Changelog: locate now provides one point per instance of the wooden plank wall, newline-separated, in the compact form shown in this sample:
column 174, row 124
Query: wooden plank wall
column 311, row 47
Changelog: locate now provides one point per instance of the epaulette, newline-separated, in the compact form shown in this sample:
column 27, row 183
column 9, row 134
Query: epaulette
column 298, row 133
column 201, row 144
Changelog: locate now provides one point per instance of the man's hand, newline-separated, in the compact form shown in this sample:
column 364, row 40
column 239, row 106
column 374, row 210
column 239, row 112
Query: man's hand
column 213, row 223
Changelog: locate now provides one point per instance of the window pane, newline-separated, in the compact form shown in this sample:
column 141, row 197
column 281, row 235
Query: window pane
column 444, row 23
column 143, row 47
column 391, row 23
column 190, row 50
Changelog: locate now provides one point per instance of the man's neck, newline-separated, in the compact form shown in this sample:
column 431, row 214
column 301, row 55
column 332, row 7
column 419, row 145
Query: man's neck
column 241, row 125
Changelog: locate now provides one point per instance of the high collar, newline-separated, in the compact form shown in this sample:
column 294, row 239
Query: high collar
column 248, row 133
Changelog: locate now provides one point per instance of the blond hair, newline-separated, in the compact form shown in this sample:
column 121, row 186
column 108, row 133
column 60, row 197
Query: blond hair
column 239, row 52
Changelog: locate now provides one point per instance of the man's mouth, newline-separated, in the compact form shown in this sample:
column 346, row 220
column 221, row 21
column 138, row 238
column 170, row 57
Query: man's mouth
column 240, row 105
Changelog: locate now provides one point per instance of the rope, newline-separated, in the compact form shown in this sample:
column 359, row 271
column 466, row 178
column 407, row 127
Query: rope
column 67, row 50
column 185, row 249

§

* [Goal of the exercise]:
The answer must be a single number: how many lines of the entries contain "newline".

* [Answer for the task]:
9